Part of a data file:
★ ★ ★

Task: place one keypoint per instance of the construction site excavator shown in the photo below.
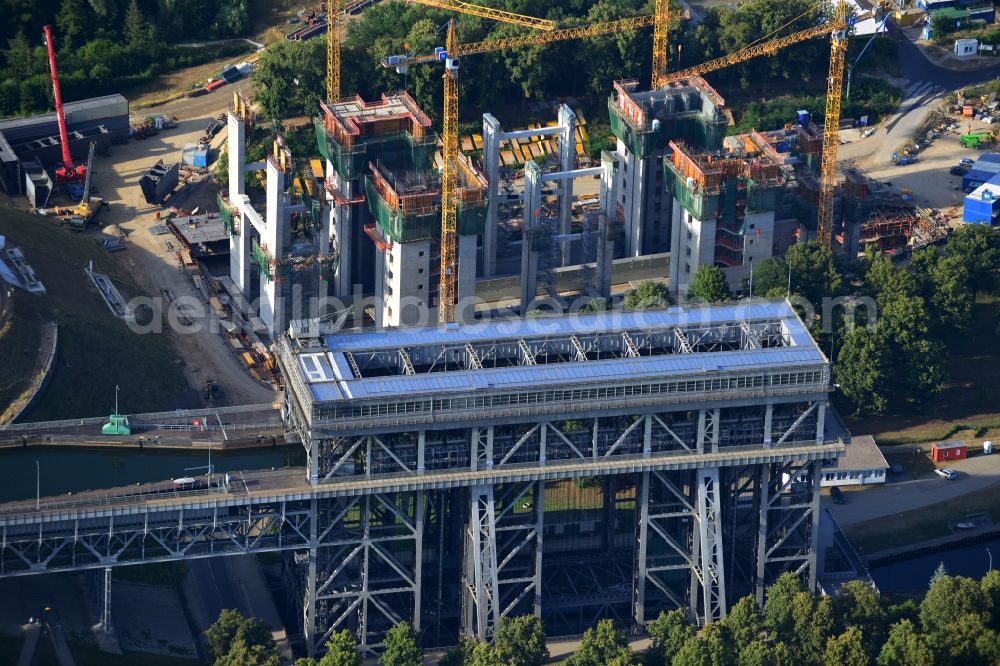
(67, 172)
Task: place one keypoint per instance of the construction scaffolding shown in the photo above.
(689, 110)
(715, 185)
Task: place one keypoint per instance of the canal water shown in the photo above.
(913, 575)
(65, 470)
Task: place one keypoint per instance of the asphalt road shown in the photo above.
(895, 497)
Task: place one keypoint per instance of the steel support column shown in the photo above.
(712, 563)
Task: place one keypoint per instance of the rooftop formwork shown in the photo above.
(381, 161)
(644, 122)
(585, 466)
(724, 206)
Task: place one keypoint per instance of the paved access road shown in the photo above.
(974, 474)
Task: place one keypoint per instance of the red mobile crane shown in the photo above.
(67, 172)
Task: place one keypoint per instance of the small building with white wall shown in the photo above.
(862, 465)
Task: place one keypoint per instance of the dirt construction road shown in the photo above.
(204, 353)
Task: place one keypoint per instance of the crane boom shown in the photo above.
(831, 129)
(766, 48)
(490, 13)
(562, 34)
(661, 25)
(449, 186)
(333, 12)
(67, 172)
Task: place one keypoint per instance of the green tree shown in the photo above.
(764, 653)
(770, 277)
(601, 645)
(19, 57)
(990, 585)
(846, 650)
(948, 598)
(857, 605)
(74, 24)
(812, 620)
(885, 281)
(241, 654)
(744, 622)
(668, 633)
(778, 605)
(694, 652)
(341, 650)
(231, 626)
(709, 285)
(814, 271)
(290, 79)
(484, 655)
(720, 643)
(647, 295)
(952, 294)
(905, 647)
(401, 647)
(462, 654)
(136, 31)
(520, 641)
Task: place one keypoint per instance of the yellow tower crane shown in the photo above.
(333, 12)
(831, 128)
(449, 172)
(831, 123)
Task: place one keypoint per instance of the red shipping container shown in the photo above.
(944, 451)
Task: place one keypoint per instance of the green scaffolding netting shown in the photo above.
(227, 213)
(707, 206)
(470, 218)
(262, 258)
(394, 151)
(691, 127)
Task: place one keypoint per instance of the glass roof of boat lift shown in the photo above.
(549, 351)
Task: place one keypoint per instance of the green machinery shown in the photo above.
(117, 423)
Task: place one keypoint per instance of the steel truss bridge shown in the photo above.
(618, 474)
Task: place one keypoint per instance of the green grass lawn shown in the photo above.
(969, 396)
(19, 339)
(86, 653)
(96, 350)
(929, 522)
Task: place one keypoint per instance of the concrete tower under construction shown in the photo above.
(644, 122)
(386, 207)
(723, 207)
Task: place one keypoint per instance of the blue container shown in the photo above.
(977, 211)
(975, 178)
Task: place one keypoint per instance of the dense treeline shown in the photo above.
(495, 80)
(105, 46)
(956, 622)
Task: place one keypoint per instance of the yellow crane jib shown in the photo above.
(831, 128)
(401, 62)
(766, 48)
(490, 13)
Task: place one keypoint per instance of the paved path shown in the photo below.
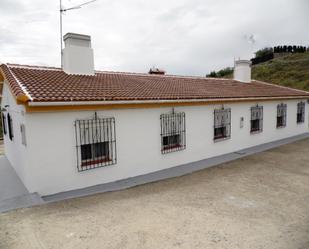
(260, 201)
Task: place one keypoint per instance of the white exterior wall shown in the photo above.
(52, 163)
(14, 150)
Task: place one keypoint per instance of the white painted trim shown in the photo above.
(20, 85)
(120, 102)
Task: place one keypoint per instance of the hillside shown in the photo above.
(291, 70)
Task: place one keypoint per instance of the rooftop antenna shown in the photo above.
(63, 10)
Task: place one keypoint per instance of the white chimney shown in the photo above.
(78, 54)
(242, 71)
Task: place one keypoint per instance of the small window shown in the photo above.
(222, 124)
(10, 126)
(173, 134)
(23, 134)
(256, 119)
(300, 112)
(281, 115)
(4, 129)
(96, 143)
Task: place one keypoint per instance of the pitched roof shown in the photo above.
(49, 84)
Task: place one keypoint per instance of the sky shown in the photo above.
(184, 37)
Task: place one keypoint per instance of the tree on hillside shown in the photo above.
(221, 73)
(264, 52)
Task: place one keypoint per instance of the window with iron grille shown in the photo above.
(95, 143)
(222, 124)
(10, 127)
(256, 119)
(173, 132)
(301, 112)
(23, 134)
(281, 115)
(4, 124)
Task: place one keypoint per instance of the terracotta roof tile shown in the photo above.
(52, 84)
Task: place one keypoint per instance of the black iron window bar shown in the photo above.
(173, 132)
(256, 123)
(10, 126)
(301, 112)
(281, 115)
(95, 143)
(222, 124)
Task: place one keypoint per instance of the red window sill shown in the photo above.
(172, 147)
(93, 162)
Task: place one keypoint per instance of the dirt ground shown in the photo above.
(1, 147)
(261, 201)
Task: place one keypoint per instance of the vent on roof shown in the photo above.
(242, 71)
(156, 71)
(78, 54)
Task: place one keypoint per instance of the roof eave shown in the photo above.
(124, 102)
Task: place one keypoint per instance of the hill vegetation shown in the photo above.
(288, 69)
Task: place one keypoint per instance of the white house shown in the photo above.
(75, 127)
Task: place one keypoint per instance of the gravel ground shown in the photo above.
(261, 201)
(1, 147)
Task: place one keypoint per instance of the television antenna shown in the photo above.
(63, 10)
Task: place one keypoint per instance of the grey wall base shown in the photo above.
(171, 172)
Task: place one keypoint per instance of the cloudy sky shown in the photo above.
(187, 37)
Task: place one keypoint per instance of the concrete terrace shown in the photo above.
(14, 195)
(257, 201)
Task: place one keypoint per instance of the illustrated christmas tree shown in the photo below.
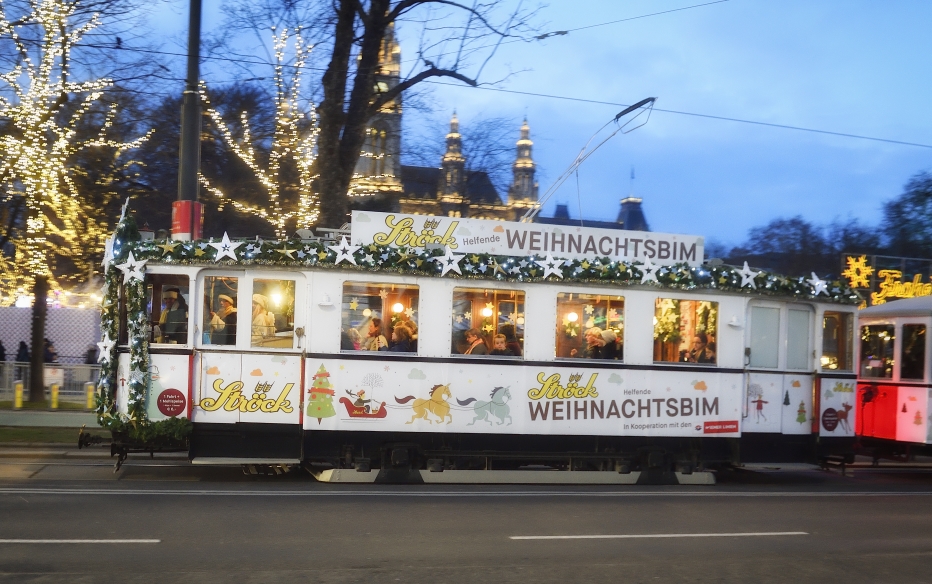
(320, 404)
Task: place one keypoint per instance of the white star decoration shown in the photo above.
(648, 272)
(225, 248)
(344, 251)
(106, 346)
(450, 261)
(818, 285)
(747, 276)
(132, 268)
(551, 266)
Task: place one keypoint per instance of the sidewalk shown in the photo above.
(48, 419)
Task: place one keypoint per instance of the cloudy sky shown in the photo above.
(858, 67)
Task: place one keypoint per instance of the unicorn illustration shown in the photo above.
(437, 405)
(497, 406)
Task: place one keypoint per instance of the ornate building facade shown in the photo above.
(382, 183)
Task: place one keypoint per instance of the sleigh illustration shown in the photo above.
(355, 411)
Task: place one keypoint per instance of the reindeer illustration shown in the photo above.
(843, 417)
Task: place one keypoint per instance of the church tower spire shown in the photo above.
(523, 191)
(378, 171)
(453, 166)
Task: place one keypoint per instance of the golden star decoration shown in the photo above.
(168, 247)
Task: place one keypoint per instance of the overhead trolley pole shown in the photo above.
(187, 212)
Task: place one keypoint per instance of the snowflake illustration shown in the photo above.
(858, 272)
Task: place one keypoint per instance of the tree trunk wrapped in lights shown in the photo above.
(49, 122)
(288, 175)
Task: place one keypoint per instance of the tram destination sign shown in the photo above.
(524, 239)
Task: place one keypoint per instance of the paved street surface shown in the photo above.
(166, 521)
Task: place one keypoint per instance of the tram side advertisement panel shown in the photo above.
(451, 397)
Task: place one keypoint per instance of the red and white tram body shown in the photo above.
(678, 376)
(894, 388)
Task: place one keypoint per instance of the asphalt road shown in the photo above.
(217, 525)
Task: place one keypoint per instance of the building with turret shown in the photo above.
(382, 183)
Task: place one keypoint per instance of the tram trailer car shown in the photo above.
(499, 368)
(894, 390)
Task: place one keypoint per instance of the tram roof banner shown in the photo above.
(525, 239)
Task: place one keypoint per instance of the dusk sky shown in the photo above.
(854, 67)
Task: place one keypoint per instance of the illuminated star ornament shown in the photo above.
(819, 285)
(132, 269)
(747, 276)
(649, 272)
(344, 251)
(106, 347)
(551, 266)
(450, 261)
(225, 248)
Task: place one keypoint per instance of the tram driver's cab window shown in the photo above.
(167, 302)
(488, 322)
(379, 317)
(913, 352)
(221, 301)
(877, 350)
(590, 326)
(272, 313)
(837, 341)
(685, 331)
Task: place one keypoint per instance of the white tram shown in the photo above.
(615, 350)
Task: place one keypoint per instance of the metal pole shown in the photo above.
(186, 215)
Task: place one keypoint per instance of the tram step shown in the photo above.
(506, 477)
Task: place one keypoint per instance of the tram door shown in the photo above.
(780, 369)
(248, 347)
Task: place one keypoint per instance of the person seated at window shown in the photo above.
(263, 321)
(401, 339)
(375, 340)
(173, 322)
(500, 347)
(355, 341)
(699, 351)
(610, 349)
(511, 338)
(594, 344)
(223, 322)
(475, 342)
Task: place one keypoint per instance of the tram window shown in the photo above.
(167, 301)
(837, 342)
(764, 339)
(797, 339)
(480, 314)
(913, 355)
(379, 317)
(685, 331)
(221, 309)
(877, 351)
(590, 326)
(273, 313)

★ ★ ★

Exercise requirements → Can you turn the stretch from the line containing "Task: place one keypoint per instance of the person" through the last line into a numbered list, leaving out any blank lines?

Problem solution →
1. Task: place one keypoint per instance of the person seated at window shown in the photo above.
2. (263, 321)
3. (401, 339)
4. (375, 340)
5. (173, 322)
6. (500, 347)
7. (355, 341)
8. (699, 351)
9. (610, 349)
10. (511, 338)
11. (594, 344)
12. (223, 322)
13. (475, 342)
14. Task: place one keypoint per instance of the tram window shown in the photo above.
15. (167, 301)
16. (837, 342)
17. (764, 339)
18. (797, 339)
19. (480, 314)
20. (913, 355)
21. (379, 317)
22. (685, 331)
23. (221, 309)
24. (877, 351)
25. (590, 326)
26. (273, 313)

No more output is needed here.